GIVEN PROBLEM :: Return every line of the material below that contains the string "Query", matching case exactly.

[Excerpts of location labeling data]
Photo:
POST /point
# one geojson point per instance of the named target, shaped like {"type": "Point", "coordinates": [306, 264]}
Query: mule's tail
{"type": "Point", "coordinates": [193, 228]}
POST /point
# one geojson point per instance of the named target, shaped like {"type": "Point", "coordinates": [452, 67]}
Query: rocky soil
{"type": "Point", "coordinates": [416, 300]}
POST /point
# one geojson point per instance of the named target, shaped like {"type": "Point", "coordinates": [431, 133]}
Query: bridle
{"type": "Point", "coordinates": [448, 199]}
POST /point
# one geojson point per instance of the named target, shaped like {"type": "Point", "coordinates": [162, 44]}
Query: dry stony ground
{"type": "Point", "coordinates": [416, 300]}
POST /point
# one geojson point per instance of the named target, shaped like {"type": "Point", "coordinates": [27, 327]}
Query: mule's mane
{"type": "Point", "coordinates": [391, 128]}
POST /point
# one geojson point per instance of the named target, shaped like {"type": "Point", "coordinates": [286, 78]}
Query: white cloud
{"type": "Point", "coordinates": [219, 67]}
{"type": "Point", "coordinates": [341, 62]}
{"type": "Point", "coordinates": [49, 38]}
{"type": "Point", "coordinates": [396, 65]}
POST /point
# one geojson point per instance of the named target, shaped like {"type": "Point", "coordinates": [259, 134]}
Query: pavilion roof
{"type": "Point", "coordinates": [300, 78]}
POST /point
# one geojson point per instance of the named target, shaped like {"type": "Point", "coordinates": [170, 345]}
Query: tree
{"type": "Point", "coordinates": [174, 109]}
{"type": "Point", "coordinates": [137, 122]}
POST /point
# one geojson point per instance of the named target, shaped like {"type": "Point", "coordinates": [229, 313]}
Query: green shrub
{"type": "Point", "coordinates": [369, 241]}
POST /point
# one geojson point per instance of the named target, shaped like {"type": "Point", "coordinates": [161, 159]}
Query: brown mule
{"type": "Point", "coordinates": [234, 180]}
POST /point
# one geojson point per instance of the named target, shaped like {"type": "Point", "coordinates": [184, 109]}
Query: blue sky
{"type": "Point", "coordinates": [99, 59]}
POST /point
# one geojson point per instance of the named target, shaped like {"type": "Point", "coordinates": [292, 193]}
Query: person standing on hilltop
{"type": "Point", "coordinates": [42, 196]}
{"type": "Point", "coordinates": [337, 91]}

RESPONSE FOR THIS EXERCISE ::
Query: mule's tail
Query: rocky soil
Query: bridle
Query: dry stony ground
Query: mule's mane
Query: white cloud
Query: pavilion roof
Query: tree
Query: green shrub
Query: brown mule
Query: blue sky
Query: person standing on hilltop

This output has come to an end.